::: Dataset records
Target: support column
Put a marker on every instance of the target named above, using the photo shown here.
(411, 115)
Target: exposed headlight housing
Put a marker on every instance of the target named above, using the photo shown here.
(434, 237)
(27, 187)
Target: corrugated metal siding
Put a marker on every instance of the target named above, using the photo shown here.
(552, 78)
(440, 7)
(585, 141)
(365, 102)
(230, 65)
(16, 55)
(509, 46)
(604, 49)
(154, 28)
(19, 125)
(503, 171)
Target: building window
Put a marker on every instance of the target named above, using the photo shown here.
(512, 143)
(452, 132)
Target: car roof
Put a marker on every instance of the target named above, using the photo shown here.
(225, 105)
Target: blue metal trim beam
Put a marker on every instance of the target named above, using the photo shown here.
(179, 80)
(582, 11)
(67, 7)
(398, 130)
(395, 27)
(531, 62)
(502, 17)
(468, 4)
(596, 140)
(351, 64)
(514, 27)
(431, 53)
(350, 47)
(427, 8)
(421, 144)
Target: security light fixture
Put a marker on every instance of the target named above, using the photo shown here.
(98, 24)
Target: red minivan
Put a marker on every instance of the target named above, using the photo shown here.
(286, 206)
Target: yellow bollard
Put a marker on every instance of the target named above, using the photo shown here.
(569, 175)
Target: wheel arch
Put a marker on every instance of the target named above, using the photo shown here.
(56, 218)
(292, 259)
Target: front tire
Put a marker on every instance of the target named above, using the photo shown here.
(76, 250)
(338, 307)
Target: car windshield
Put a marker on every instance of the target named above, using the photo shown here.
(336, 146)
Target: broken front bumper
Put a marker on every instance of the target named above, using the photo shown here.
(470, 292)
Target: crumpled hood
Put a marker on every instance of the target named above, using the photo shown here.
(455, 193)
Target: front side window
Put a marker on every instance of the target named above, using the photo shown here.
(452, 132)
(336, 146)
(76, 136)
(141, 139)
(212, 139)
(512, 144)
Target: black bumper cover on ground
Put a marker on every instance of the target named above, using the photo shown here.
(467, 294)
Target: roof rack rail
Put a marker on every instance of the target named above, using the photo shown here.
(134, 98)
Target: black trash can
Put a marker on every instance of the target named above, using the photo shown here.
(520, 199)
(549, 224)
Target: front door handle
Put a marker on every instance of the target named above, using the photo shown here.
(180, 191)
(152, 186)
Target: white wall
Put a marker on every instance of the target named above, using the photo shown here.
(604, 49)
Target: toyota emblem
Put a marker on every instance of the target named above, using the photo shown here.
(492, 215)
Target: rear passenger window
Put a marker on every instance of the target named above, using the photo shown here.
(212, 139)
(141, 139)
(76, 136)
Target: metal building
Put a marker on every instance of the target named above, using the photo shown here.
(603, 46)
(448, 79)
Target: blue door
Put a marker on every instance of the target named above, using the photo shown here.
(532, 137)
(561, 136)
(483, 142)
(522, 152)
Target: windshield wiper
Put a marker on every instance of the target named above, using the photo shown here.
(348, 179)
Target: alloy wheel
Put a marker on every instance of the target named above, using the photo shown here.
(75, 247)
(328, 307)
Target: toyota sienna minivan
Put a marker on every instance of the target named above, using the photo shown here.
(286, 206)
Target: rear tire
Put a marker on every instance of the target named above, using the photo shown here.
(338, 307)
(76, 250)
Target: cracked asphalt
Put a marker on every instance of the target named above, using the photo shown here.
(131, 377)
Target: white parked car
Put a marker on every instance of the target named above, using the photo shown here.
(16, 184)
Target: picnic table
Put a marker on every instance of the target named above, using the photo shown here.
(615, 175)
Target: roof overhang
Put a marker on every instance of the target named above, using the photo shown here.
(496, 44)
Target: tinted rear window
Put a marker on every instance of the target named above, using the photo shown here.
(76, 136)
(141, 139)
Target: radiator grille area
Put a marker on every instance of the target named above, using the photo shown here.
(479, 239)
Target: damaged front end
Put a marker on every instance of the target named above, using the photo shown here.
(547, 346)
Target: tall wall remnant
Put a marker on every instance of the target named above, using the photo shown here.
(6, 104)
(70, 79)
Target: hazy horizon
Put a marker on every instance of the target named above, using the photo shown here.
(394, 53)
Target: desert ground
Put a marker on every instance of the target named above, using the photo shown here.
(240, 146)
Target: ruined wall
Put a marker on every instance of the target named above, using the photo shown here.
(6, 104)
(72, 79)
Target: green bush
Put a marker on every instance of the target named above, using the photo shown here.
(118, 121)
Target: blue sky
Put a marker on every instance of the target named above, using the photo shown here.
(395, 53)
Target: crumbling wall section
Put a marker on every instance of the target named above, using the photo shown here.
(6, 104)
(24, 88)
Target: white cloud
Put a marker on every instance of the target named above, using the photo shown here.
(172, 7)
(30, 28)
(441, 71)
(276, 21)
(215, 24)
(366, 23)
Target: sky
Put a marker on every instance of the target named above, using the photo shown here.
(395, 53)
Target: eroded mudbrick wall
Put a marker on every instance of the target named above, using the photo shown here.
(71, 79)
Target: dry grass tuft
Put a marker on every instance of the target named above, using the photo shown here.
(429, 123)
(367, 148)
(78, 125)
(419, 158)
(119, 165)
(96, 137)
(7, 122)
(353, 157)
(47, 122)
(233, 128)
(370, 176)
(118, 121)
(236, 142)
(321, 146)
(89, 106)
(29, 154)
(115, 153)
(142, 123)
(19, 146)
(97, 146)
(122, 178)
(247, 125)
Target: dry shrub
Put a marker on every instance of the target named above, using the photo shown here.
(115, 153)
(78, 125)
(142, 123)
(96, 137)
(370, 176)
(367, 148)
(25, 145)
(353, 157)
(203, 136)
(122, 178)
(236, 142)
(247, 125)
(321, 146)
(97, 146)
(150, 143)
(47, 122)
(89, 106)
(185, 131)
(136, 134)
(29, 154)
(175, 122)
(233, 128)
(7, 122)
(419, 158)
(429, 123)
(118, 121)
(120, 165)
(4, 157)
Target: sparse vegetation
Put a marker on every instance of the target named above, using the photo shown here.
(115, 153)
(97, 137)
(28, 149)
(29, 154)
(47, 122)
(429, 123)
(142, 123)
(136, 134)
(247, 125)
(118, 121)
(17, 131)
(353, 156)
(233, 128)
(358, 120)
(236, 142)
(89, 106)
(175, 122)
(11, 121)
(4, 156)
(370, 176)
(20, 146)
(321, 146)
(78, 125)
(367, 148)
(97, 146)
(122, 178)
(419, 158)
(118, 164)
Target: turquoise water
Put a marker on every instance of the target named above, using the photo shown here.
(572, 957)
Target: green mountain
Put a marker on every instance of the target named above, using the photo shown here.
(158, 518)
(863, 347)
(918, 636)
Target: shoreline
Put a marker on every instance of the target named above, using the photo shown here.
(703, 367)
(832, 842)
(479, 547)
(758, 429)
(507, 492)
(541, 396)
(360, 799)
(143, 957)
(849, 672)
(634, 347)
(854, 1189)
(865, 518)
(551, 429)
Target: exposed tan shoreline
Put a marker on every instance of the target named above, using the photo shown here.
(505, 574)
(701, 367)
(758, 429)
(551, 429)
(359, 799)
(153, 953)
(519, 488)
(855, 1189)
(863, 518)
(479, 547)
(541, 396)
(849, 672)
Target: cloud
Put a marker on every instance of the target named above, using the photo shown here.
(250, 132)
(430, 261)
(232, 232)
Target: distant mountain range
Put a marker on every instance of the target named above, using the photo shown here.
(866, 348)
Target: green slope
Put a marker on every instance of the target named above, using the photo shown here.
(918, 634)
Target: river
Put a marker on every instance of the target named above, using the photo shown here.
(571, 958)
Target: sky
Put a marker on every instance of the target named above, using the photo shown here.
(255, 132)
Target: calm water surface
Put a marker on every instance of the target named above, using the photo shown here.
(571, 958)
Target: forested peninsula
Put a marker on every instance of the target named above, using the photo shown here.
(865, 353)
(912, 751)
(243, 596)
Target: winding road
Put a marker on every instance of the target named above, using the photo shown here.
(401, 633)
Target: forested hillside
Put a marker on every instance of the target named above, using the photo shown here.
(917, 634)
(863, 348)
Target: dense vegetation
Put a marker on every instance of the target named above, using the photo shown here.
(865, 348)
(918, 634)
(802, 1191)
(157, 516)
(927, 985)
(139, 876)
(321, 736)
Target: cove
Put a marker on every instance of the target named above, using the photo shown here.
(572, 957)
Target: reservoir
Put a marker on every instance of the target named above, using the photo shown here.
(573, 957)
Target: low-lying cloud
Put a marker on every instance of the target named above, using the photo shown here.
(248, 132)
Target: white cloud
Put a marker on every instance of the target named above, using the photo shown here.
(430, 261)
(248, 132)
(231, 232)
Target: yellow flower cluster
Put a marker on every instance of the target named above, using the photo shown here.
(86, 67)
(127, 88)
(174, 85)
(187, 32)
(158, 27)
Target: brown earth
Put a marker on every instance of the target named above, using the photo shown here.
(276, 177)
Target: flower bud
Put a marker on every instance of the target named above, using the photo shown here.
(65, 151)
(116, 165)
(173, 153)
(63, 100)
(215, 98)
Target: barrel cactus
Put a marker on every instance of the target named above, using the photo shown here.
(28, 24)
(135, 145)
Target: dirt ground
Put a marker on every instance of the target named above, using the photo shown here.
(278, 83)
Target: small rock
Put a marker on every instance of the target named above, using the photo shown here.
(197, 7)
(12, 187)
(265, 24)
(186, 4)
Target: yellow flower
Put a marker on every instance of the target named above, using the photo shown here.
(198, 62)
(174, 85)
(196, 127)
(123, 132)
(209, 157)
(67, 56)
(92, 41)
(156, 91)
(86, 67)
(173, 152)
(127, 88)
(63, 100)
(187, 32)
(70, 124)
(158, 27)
::::::
Task description:
In the records above, find the line containing "Target: brown earth"; please retype it and every line after it through the last line, exactly and with nothing else.

Full solution:
Target: brown earth
Put a marker on every instance of the target named above, using the photo shown here.
(276, 177)
Target: flower bud
Put a marker on every instance of the target named above, using the photo shown here.
(65, 151)
(116, 165)
(173, 153)
(63, 100)
(215, 98)
Target: barrel cactus
Put a marker on every instance of the target named above, using the photo shown here.
(28, 24)
(135, 145)
Target: dirt ground
Put a marker on every instance of the target named above, using the photo shown here.
(278, 83)
Target: small rock
Put a marker on every instance of the target named above, using the photo shown here.
(197, 7)
(12, 187)
(265, 24)
(186, 4)
Target: yellow flower
Put a marker on every instance of the target named above, using the photo shown here.
(198, 62)
(174, 85)
(196, 127)
(123, 132)
(209, 157)
(67, 56)
(92, 41)
(156, 91)
(86, 67)
(173, 152)
(127, 88)
(63, 100)
(187, 32)
(70, 124)
(158, 27)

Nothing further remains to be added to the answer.